| TEXTO SELECIONADO |
##############################

De um lado, sucessivos e crescentes casos de intoxicações pelo uso de agrotóxicos agrícolas, seja pelos próprios trabalhadores e até consumidores, e uma onda global de valorização das produções orgânicas e com menos defensivos. De outro, quase 200 novos produtos tóxicos tiveram aprovação para entrar no Brasil apenas no primeiro semestre deste ano, quase um agrotóxico liberado a cada dia útil.
Esse cenário dúbio ainda se dá em um momento de intenso debate sobre a flexibilização do uso dos agrotóxicos. Tramita na Câmara dos Deputados um projeto de lei para acelerar a liberação desses produtos, reduzindo as proibições, facilitando o uso das substâncias que apresentem grau de risco aceitável.
O texto do projeto prevê ainda a expedição de licenças temporárias, mudanças na fiscalização na comercialização e aplicação, e chega até a propor uma mudança de nome dos agrotóxicos para defensivos agrícolas e produtos fitossanitários.
Isso em um cenário em que os trabalhos de fiscalizações não dão conta de garantir a mínima proteção a trabalhadores, o armazenamento e a aplicação devida desses produtos no campo. A utilização com proteção adequada, por exemplo, poderia ter evitado a intoxicação de um trabalhador rural de 26 anos, morador de Rio Bananal.
No dia 26 de junho, ele aplicava um produto numa plantação de coco em cima de um trator quando sentiu por duas vezes o líquido pingando nos olhos, já que mirava o jato para o alto. Ele até usava uma máscara, mas não era a apropriada e de nada adiantou.

##############################

| Entradas de dados armazenadas |

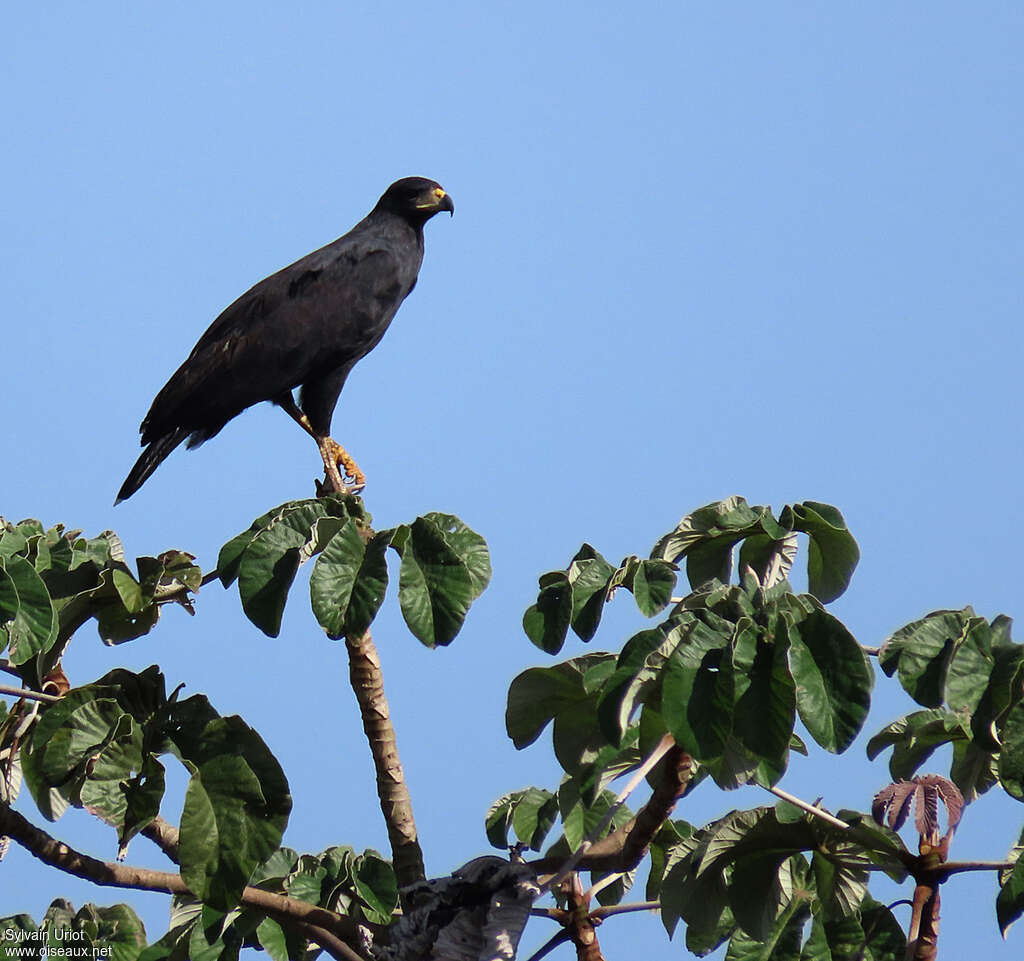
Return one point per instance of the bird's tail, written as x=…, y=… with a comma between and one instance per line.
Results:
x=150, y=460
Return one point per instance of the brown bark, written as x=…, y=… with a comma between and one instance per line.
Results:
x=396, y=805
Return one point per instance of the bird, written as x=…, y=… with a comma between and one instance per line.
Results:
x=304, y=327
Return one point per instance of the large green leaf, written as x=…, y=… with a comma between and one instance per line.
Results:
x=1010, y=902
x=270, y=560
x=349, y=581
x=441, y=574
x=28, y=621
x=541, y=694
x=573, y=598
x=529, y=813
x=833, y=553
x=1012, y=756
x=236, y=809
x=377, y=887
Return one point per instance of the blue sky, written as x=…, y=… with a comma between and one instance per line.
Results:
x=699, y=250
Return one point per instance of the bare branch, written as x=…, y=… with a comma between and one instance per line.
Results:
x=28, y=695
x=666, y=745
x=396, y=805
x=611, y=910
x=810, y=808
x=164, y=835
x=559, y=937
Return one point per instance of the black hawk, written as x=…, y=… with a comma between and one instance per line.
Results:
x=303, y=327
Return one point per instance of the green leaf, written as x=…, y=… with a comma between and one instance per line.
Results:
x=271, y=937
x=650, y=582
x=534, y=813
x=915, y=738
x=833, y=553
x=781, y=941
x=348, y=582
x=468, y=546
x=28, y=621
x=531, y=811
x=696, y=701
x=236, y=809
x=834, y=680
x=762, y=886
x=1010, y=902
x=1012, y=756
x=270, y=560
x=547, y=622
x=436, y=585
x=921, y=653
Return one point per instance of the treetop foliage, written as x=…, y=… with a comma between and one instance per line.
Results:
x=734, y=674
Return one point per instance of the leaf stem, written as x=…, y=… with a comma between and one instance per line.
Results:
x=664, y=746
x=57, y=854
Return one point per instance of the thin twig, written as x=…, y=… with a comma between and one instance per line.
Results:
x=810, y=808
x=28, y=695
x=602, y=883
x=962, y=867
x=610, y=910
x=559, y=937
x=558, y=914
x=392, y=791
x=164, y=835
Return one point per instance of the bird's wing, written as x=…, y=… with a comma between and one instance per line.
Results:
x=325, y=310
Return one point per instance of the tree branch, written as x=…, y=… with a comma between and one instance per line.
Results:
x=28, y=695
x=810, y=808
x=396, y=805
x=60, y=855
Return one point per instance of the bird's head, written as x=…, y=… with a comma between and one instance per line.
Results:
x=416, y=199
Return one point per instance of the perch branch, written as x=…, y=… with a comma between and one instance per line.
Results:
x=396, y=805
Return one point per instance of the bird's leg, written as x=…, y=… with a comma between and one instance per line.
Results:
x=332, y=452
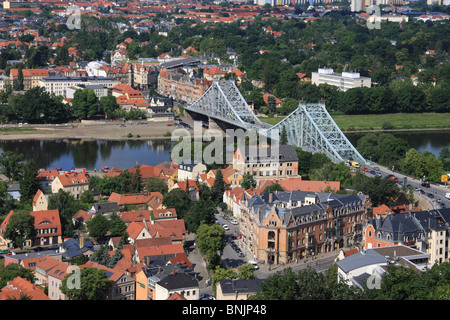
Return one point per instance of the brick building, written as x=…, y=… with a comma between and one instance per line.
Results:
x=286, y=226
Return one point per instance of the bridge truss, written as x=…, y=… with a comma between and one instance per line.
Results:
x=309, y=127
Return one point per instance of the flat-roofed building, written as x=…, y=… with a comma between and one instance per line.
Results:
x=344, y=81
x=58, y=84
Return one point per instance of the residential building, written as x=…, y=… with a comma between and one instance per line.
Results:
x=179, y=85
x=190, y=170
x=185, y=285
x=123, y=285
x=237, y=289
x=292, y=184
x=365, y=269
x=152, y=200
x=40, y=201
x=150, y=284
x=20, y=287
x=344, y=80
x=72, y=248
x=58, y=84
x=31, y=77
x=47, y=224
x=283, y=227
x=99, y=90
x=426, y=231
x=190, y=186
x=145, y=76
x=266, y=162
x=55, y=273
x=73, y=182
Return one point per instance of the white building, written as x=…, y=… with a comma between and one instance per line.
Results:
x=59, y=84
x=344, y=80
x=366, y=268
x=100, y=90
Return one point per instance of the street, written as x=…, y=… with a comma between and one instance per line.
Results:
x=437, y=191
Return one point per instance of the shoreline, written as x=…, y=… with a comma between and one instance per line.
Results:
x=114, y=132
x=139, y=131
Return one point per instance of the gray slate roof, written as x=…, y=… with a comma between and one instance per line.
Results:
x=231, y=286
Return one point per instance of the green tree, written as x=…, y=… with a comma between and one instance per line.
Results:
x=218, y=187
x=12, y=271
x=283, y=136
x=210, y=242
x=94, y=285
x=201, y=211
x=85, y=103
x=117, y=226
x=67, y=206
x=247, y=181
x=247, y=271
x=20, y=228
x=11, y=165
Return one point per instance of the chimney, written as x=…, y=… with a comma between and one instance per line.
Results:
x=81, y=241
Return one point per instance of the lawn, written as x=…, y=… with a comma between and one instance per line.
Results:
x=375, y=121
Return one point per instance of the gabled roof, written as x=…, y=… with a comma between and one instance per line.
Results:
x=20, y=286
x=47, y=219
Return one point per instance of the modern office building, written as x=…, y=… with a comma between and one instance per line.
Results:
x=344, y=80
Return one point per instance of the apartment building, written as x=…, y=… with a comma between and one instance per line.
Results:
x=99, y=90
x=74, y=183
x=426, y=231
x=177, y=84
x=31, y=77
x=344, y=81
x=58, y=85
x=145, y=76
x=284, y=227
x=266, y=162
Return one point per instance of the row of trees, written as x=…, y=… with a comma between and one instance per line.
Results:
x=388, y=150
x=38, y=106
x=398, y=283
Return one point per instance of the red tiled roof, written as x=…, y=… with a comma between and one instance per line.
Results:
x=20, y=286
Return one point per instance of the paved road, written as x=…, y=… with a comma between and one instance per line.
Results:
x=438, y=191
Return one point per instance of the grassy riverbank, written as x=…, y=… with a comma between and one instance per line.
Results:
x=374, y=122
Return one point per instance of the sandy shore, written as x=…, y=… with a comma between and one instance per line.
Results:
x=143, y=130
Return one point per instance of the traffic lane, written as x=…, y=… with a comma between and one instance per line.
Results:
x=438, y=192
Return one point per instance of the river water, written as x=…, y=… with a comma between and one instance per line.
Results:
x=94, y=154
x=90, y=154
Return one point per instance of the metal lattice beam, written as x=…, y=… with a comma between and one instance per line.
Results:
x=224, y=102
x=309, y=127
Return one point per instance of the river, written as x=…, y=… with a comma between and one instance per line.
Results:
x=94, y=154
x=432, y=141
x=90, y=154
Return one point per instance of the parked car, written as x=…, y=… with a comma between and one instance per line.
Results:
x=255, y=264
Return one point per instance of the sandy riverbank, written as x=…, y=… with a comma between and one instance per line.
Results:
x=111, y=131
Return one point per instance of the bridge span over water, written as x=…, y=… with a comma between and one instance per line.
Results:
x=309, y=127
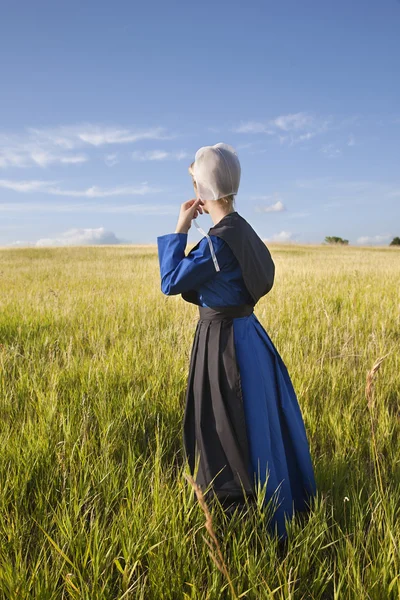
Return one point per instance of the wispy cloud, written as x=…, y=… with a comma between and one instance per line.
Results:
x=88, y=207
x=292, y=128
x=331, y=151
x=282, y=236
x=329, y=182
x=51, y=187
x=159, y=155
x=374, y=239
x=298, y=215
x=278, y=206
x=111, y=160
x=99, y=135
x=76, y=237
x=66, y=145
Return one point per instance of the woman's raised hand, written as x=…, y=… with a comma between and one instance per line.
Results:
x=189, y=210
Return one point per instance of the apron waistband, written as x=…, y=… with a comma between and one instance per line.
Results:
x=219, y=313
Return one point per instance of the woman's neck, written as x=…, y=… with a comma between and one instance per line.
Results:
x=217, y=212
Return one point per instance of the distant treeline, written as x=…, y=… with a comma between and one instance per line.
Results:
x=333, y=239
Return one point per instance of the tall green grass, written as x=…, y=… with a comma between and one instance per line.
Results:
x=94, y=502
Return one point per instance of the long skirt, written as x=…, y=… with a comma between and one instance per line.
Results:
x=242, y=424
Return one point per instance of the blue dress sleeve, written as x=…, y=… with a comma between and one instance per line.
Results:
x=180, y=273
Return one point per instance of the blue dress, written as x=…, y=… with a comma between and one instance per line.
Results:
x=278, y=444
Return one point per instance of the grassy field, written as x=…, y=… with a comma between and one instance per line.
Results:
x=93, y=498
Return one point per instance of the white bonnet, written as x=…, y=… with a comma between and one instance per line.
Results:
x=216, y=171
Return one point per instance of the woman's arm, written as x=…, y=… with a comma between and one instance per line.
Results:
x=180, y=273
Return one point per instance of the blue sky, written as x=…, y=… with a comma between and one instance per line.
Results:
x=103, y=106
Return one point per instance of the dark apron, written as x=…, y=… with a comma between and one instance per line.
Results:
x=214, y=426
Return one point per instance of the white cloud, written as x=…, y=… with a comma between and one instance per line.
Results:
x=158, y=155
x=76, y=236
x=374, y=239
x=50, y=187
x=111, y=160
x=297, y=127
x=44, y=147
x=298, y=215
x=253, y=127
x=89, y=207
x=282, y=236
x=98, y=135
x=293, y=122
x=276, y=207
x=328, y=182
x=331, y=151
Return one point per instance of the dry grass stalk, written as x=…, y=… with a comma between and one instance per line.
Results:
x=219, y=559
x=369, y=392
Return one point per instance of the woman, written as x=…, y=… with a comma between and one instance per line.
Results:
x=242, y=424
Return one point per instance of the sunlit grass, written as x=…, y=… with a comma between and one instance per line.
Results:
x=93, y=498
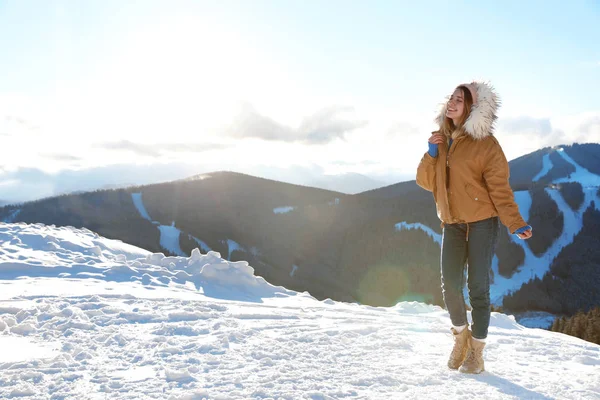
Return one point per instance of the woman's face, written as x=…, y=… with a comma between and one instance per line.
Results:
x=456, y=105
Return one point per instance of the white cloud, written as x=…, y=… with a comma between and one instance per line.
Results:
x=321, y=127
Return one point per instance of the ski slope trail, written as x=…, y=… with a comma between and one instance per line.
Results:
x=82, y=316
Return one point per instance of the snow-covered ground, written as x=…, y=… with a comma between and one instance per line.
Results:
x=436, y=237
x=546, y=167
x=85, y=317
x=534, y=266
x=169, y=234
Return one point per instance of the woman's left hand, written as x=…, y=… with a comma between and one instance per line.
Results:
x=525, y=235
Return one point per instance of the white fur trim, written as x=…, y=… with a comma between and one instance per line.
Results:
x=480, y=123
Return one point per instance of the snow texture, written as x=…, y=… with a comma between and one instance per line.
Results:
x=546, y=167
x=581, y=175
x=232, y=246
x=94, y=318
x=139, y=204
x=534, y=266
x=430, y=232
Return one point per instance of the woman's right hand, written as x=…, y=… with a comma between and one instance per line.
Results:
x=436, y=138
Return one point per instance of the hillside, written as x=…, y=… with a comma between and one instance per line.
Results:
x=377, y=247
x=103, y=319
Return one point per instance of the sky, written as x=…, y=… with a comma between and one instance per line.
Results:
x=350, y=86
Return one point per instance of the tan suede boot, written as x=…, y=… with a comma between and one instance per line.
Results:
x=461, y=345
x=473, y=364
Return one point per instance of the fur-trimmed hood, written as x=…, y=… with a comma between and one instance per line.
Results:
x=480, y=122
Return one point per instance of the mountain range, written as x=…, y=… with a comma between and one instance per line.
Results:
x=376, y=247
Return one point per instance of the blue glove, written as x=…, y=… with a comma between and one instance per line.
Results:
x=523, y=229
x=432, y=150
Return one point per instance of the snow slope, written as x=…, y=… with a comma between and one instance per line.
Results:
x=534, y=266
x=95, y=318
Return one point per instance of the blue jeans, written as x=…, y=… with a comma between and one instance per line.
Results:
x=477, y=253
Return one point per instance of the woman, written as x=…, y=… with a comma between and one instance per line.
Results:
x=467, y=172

##############################

| SUA TAREFA |
Copie, sem alterar nada, o trecho do texto sobre agrotóxicos acima que vai de "Isso em um cenário" até "de nada adiantou.".

| RESPOSTA ABAIXO |
Isso em um cenário em que os trabalhos de fiscalizações não dão conta de garantir a mínima proteção a trabalhadores, o armazenamento e a aplicação devida desses produtos no campo. A utilização com proteção adequada, por exemplo, poderia ter evitado a intoxicação de um trabalhador rural de 26 anos, morador de Rio Bananal.
No dia 26 de junho, ele aplicava um produto numa plantação de coco em cima de um trator quando sentiu por duas vezes o líquido pingando nos olhos, já que mirava o jato para o alto. Ele até usava uma máscara, mas não era a apropriada e de nada adiantou.